## Exercise aim
Write out each record below exactly, without pictures.

Photo-based referring expression data

━━━━━━━━━━━━━━━━━━━━

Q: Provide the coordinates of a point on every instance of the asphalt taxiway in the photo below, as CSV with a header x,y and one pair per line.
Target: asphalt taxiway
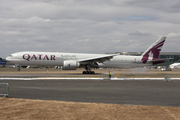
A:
x,y
137,92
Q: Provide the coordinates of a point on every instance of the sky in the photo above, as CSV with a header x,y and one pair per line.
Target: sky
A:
x,y
88,26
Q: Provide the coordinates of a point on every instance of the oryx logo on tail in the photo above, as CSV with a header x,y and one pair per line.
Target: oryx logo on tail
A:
x,y
153,51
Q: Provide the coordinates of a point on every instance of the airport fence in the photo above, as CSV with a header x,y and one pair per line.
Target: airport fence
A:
x,y
4,89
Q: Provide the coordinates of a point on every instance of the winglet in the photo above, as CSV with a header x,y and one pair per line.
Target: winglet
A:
x,y
153,51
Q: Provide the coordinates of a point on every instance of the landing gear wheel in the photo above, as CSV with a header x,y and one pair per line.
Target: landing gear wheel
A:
x,y
88,72
18,69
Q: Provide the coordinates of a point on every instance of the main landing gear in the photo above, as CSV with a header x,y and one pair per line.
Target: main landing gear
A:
x,y
88,70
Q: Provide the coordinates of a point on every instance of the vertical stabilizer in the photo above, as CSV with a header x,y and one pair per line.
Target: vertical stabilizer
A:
x,y
153,51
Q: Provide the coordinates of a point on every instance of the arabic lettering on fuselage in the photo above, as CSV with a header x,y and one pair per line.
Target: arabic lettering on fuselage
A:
x,y
29,57
68,55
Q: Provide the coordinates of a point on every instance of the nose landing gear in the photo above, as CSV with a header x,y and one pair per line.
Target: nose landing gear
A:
x,y
88,72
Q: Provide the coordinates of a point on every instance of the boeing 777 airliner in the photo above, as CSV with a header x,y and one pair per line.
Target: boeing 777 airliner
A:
x,y
72,61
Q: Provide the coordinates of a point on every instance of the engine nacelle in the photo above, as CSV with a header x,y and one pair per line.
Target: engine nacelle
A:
x,y
70,65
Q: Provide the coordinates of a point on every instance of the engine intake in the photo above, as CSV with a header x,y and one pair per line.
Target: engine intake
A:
x,y
70,65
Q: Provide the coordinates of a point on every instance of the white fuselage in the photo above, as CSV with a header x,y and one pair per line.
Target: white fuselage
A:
x,y
57,59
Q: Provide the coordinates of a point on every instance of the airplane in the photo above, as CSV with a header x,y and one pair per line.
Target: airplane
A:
x,y
72,61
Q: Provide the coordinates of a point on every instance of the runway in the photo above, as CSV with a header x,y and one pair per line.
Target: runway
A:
x,y
131,92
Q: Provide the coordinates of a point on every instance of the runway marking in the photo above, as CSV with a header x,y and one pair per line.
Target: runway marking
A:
x,y
53,78
170,113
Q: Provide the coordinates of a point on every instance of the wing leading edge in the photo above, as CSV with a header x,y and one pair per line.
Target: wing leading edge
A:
x,y
99,59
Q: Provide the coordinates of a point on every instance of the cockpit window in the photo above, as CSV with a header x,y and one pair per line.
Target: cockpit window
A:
x,y
10,56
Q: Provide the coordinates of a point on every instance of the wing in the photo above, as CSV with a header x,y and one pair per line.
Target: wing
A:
x,y
99,59
158,61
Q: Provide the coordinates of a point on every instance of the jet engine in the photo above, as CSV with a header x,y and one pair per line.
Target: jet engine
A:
x,y
70,65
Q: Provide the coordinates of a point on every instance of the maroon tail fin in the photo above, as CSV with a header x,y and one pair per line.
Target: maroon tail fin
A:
x,y
153,51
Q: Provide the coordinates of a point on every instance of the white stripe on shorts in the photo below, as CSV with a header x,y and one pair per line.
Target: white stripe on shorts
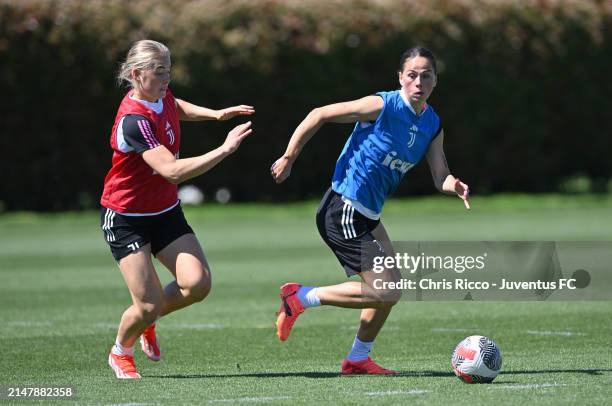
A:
x,y
342,221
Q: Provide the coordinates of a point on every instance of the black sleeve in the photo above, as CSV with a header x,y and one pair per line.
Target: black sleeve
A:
x,y
139,133
439,131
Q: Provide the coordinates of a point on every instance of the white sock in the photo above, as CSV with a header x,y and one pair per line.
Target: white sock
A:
x,y
118,349
308,296
360,350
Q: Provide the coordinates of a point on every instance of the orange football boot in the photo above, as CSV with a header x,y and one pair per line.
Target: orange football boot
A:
x,y
290,309
124,366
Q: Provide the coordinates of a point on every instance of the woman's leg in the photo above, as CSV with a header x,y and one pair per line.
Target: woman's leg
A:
x,y
185,259
147,295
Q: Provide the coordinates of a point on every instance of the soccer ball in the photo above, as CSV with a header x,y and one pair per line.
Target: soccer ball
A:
x,y
476,359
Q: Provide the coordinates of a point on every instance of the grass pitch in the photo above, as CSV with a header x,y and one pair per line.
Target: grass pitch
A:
x,y
61,297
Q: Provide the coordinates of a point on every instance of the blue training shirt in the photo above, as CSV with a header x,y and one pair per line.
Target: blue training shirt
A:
x,y
377,155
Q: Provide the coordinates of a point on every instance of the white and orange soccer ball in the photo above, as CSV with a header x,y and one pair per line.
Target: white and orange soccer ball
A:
x,y
476,359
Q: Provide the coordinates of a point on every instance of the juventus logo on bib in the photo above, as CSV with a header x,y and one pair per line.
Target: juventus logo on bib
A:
x,y
170,133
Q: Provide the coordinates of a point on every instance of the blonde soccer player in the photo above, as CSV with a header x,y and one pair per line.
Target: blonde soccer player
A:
x,y
141,215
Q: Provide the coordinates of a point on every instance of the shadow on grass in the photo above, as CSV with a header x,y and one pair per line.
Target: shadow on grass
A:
x,y
426,374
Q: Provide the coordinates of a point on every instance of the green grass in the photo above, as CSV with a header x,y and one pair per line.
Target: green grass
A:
x,y
61,296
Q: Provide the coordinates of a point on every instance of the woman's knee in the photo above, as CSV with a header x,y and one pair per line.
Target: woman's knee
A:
x,y
149,312
200,288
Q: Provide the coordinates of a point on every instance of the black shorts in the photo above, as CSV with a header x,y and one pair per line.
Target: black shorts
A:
x,y
126,234
348,233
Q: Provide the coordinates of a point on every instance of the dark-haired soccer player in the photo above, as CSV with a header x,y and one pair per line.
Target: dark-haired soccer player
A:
x,y
393,131
141,214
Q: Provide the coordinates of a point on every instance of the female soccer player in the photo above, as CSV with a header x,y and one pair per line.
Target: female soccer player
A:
x,y
393,131
141,214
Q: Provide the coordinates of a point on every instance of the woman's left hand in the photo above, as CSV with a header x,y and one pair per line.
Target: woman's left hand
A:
x,y
231,112
463,191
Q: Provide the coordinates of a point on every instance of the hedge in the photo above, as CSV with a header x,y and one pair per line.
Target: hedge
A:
x,y
523,88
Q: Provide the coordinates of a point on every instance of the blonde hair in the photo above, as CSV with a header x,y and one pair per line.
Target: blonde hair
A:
x,y
144,54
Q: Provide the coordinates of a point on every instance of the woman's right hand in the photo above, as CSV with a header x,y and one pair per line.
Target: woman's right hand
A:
x,y
235,137
281,169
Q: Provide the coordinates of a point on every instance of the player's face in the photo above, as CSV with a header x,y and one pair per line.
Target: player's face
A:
x,y
152,84
418,80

━━━━━━━━━━━━━━━━━━━━

## Task response
Q: Provide the coordinates of a point on every instance of the asphalt taxiway in the photo below, as CSV with a header x,y and one pair per line.
Target: asphalt taxiway
A:
x,y
137,92
Q: Provide the coordinates of a point on every instance of the sky in the photo above, as CSV with a header x,y and one pair per line.
Target: sky
A:
x,y
88,26
Q: Provide the coordinates of a point on every instance of the oryx logo on tail in the photo above, as CSV with a header x,y and one pair per line.
Target: oryx logo on tail
A:
x,y
153,51
Q: Provide the coordinates of a point on every instance of the airport fence in the photo above, as CSV with a header x,y and one pair per line.
Target: airport fence
A:
x,y
4,89
Q: Provide the coordinates of a point on every instance of the winglet in the photo above, as CSV with a header x,y and one pair per line.
Target: winglet
A:
x,y
153,51
Q: Provide the coordinates of a point on every instance of the landing gear wheel in the photo above, as CSV with a header x,y and one pair per line.
Target: landing gear wheel
A:
x,y
88,72
18,69
Q: Provide the coordinates of a point on every instance of the main landing gear in the photo above, as CSV with a header x,y and one pair per line.
Target: main landing gear
A:
x,y
88,70
Q: Provide the coordinates of a point on every instance of the vertical stabilizer in the photo above, as CSV with a header x,y and one pair per line.
Target: vertical stabilizer
A:
x,y
153,51
Q: Provide the coordinates of a point on every instance of the arabic lettering on fuselage in the photo above, as CSV with a header x,y and one pair per line.
Target: arabic lettering on fuselage
A:
x,y
29,57
68,55
Q: Provide the coordinates of a point on every instance of the nose landing gear in the photo above, as CSV with a header x,y and one pair per line.
Target: nose landing gear
A:
x,y
88,72
Q: Provide the coordinates of a point on every instance of the boeing 777 airliner in the photo above, as CSV with a header x,y and one pair per line.
Target: boeing 777 airliner
A:
x,y
72,61
Q: Provide the coordinates of a point on every instance of the engine nacelle in the photo above, as CSV with a header x,y and one pair per line.
Target: engine nacelle
A:
x,y
70,65
Q: Provide the coordinates of a point on every instance of the engine intake in the photo above, as CSV with a header x,y and one pair per line.
Target: engine intake
A:
x,y
70,65
Q: Provide the coordinates of a point on every instance of the white fuselage in the photo above, as CSV with a header x,y and one pair per line.
Target: white fuselage
A:
x,y
57,59
Q: Provide the coordinates of a point on every instance of the airplane in the photo above, as CSV with a header x,y and one pair per line.
Target: airplane
A:
x,y
72,61
Q: Provide the coordinates of a point on every instance of the runway in the photo above, as CSV with a header x,y and one pair per line.
Target: runway
A:
x,y
131,92
Q: Provide the coordinates of a point on every instance of the runway marking in the photo above, as CSV with a header x,y and one pair per line.
Target: runway marking
A:
x,y
53,78
170,113
Q: Provide the coordinates of a point on every instance of the wing leading edge in the photo above, as CSV with a header x,y and one pair per line.
Target: wing leading edge
A:
x,y
99,59
Q: Provide the coordinates of a point on every instance of the cockpit window in the photo above, as CSV with a header x,y and one pair per line.
Target: cockpit window
A:
x,y
10,56
Q: Provide the coordinates of a point on every instance of the wing in the photo above, as CSV with a header x,y and one pair per line.
Target: wing
A:
x,y
99,59
158,61
Q: Provide the coordinates of a point on every instance of the jet engine in the photo above, as CSV with a header x,y and one pair per line.
Target: jet engine
A:
x,y
70,65
Q: Provide the coordinates of a point on every instance of the maroon tail fin in the photo above, as CSV with a header x,y and one pair per line.
Target: maroon tail fin
A:
x,y
153,51
Q: Provide the coordinates of a point on every instance of the white stripe on shorts in the photo below, as CSV with a header x,y and one pair per line.
Target: white stripe on shorts
A:
x,y
342,221
Q: Provide the coordinates of a point on every instance of the black sleeve in the photo above, as CSV with a header x,y and one pair per line.
Target: black sleeve
A:
x,y
139,133
439,131
Q: Provide the coordinates of a point on every instance of the white sock in the photo above, as CSV with a header x,y and one pair per line.
Target: white sock
A:
x,y
118,349
308,296
360,350
Q: Provide the coordinates of a point on every instance of the orange football boot in the photo above, as CSV with a header x,y and one pair per line.
Target: orange football boot
A:
x,y
290,309
124,366
Q: Provide the coordinates of a point on every instance of the woman's leg in the photo above, as CSV with a header x,y and one pair per line.
Target: woman's leg
A:
x,y
185,259
147,295
Q: Provide the coordinates of a point on every instance of the soccer ball in the photo above, as CSV with a header x,y and one pair per line.
Target: soccer ball
A:
x,y
476,359
Q: Provide the coordinates of a point on every instance of the grass pitch in the photo above, as CSV with a header x,y and one pair per line.
Target: grass pitch
A:
x,y
61,297
Q: Provide the coordinates of a point on every instance of the blue training shirt in the photo above, as CSV with a header x,y and one pair per line.
Target: blue training shirt
A:
x,y
377,155
Q: Provide the coordinates of a point on every instance of the white and orange soccer ball in the photo above, as CSV with a header x,y and one pair per line.
Target: white and orange soccer ball
A:
x,y
476,359
Q: Provide the coordinates of a point on every instance of the juventus logo on bib in the photo above, as CSV with a header x,y and one pair per line.
Target: juventus logo on bib
A:
x,y
170,133
Q: Provide the coordinates of a point on every instance of the blonde soccer player in the photo above, as CSV with a header x,y and one pair per line.
Target: blonde soccer player
A:
x,y
141,215
Q: Provide the coordinates of a point on every instance of the shadow on grass in the photo above, as CSV with a header x,y and one pair per line.
Target: shadow on grass
A:
x,y
426,374
Q: Provide the coordinates of a point on every instance of the green grass in the photo above, as CSV with a header x,y and one pair per line.
Target: green grass
A:
x,y
61,296
Q: Provide the coordinates of a point on every instance of the woman's knee in the photo above, as CSV with a header x,y and one pair per line.
Target: woman's knee
A:
x,y
149,312
200,288
Q: Provide the coordinates of a point on every instance of the black shorts in the photo above, as CSV with a header x,y and one pair per line.
Target: black shorts
A:
x,y
126,234
348,233
Q: Provide the coordinates of a point on every instance of the dark-haired soccer player in the photo above, as CSV with a header x,y and one pair per line.
Target: dark-haired soccer player
A:
x,y
393,131
141,214
Q: Provide the coordinates of a point on every instance of the female soccer player in the photo above, as CSV with a header x,y and one pair per line.
Target: female soccer player
A:
x,y
393,131
141,214
Q: Provide the coordinates of a point on every instance of the woman's left hand in the photo above, as CSV with a header x,y and one pair per line.
Target: woman's left hand
A:
x,y
231,112
463,191
Q: Provide the coordinates of a point on every instance of the hedge in the photo above, as CSV with a header x,y and one pair per line.
Target: hedge
A:
x,y
523,88
Q: Provide the coordinates of a point on every instance of the blonde hair in the photo above, as CSV with a header x,y and one pair per line.
Target: blonde hair
A:
x,y
144,54
Q: Provide the coordinates of a point on every instance of the woman's right hand in the photo above, as CSV with a header x,y and one pair per line.
Target: woman's right hand
A:
x,y
235,137
281,169
Q: Provide the coordinates of a point on every instance of the player's face in the photo above, as CSV with a header x,y and one pair per line.
Target: player's face
A:
x,y
152,84
418,80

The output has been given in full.